> [Aufgaben]:
[A] Wiederholen Sie wortgetreu den Abschnitt des Interviewauszugs, der mit den Worten „Ich würde eher“ beginnt und mit „also ausschlaggebend geprägt.“ endet.
[B] In welchem Jahr wurde laut dem Interviewauszug das Projekt mit Herrn Makella begonnen?
[C] Welche Funktionen von Herrn Makella nennt der Interviewauszug? Zählen Sie alle auf.

> [Textauszug]:
════════════════

Ich würde eher sagen, ich denke vernetzt und spüre dadurch schnell Tendenzen in der Gesellschaft. Häufig bin ich sogar meiner Zeit voraus. So war das auch bei den jugendlichen Straftätern. Im Jahr 2001 haben Herr Makella (Herr Makella ist Leiter der Work and Box Company, Familientherapeut und Box-Anleiter. Anmerkung der Redaktion) und ich mit diesem Projekt begonnen und erst 2005/6 war dieses Thema in den Schlagzeilen. Vielleicht war ich damals sogar ein bisschen zu früh dran. Aber das weiß man meist erst hinterher. In meiner Kindheit habe ich eine starke Intuition entwickelt, sonst hätte ich in meiner Familie nicht überlebt. Meine Mutter wollte ich immer glücklich machen, da sie sehr unter meinem Vater litt, und von meinen Brüdern wurde ich grandios übergangen. Einer meiner Brüder wurde letztendlich sogar drogensüchtig.

? Ihre Kindheit hat Sie also ausschlaggebend geprägt.

Warum ich nicht drogenabhängig wurde? Ich habe diese schwierige Zeit verarbeitet, indem ich ein starkes Einfühlungsvermögen entwickelt habe und mich so durch alle familiären Konflikte durchmogeln konnte. Dabei habe ich die geniale Gabe erhalten, Menschen wirklich am Herzen zu berühren.

════════════════

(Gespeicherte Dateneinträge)
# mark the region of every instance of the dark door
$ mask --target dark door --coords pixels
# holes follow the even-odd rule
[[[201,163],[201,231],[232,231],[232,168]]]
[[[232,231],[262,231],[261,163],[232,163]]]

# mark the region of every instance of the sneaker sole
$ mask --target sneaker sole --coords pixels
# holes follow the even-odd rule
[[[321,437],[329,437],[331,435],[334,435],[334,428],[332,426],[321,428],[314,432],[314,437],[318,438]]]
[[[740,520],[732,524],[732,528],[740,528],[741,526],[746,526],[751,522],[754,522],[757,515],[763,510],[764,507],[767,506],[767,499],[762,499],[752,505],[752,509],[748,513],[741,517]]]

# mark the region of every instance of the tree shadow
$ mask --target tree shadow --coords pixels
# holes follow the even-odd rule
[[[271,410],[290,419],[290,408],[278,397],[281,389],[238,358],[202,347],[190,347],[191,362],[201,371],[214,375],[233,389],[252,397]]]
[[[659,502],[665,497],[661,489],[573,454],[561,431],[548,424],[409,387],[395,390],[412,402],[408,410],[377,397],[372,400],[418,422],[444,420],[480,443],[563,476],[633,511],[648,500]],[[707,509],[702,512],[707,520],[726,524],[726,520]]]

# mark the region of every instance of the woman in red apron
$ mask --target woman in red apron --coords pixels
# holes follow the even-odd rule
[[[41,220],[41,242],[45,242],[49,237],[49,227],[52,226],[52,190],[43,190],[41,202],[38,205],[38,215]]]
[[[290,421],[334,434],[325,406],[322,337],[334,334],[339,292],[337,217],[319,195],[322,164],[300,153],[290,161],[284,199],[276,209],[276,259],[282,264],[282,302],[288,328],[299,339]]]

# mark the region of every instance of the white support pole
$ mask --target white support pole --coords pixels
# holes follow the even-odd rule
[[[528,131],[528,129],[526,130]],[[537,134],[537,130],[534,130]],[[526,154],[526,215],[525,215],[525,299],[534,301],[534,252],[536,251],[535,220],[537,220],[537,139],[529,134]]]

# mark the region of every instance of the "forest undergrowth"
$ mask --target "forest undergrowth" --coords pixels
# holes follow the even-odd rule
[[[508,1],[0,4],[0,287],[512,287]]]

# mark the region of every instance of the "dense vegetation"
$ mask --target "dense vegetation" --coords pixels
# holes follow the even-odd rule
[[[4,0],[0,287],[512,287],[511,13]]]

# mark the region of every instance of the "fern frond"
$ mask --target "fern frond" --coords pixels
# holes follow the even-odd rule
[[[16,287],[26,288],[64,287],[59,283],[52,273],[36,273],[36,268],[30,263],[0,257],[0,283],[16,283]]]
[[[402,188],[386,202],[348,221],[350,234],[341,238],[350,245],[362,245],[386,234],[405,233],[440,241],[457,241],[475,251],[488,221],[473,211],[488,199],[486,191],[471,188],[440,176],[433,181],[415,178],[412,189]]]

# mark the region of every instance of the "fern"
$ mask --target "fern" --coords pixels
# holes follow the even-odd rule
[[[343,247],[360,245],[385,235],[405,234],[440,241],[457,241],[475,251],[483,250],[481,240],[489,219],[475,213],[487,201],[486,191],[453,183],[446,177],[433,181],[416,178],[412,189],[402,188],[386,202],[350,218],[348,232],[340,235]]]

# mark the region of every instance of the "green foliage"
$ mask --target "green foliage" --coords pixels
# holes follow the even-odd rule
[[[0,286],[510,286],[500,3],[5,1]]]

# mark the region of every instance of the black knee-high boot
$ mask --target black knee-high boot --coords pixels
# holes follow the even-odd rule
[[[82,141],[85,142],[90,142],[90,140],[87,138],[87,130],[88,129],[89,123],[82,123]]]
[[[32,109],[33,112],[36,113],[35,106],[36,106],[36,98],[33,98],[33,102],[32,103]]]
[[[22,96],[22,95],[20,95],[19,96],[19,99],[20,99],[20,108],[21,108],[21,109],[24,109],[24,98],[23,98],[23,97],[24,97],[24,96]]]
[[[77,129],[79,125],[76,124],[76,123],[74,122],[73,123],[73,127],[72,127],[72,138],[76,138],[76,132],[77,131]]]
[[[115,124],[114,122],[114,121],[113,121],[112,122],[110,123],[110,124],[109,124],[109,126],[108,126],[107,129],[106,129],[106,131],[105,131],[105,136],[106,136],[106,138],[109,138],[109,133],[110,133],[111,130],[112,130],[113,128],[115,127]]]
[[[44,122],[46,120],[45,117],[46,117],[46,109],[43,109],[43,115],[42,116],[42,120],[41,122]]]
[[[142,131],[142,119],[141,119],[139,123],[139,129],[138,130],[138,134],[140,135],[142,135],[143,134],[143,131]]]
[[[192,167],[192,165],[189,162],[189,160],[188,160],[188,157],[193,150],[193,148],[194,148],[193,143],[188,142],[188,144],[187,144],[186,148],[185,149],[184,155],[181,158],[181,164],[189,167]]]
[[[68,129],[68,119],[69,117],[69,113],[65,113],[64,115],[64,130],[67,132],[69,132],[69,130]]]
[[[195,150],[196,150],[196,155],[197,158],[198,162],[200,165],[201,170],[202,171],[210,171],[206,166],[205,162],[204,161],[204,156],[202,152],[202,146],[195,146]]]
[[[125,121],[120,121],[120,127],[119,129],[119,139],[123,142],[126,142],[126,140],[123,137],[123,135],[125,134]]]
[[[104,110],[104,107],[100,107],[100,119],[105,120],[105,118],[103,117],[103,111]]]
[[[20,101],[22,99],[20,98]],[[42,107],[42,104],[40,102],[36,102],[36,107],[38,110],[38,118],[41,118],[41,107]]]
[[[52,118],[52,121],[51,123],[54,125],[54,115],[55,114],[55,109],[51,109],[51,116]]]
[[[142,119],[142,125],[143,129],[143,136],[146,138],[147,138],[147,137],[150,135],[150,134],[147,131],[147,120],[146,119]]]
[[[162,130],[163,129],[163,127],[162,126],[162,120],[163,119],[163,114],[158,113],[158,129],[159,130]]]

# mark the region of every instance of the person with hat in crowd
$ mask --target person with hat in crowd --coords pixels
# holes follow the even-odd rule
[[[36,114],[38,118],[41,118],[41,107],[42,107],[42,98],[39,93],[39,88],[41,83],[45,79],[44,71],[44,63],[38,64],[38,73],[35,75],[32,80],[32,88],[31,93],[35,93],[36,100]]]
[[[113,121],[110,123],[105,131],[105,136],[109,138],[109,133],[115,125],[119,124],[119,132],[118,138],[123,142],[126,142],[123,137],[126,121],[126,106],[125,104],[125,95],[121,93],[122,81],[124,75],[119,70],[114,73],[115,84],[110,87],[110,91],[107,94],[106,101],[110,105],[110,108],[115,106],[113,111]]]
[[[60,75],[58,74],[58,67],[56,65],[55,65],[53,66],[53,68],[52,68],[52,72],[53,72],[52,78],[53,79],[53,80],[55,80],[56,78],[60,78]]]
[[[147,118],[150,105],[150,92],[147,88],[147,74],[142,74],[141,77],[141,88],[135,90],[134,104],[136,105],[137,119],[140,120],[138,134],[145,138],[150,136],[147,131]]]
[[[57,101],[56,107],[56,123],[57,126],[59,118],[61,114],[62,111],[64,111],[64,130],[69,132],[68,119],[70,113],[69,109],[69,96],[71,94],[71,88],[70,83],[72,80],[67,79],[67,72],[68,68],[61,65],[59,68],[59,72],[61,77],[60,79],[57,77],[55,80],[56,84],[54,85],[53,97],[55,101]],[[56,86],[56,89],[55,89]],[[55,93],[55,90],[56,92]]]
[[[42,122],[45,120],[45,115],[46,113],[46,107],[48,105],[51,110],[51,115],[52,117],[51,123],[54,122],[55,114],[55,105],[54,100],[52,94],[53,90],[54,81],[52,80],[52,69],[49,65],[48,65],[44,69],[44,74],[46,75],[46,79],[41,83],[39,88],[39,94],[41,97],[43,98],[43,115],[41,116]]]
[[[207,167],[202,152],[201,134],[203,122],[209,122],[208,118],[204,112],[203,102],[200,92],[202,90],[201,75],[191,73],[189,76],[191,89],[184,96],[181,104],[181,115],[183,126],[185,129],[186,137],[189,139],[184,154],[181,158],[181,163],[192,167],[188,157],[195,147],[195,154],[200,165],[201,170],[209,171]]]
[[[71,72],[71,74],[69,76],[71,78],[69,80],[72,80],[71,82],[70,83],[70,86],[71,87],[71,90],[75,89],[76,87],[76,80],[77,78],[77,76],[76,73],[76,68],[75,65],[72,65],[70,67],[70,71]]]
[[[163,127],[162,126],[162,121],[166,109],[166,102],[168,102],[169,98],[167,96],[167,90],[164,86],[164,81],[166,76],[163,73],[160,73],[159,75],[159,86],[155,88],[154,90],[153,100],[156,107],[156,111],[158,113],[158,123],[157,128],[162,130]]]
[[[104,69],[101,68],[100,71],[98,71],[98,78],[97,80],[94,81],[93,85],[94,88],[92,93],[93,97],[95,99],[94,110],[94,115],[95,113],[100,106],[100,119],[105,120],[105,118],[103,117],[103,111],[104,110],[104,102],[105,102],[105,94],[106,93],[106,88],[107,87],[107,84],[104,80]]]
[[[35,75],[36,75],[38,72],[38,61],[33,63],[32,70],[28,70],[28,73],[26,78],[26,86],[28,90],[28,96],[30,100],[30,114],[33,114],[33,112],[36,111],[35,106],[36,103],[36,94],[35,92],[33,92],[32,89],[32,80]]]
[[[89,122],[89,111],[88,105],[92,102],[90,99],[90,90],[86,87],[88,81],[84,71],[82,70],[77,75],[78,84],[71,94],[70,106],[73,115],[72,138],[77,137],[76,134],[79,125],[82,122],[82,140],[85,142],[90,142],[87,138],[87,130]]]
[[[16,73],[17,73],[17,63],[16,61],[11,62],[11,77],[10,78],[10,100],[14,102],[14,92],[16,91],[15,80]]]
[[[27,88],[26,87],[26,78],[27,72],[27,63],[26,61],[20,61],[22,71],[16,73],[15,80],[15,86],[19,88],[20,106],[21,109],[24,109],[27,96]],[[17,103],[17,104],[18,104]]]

════════════════

> [Nummerierte Lösungen]:
[A]
Ich würde eher sagen, ich denke vernetzt und spüre dadurch schnell Tendenzen in der Gesellschaft. Häufig bin ich sogar meiner Zeit voraus. So war das auch bei den jugendlichen Straftätern. Im Jahr 2001 haben Herr Makella (Herr Makella ist Leiter der Work and Box Company, Familientherapeut und Box-Anleiter. Anmerkung der Redaktion) und ich mit diesem Projekt begonnen und erst 2005/6 war dieses Thema in den Schlagzeilen. Vielleicht war ich damals sogar ein bisschen zu früh dran. Aber das weiß man meist erst hinterher. In meiner Kindheit habe ich eine starke Intuition entwickelt, sonst hätte ich in meiner Familie nicht überlebt. Meine Mutter wollte ich immer glücklich machen, da sie sehr unter meinem Vater litt, und von meinen Brüdern wurde ich grandios übergangen. Einer meiner Brüder wurde letztendlich sogar drogensüchtig.

? Ihre Kindheit hat Sie also ausschlaggebend geprägt.

[B] Im Jahr 2001.

[C] Leiter der Work and Box Company, Familientherapeut, Box-Anleiter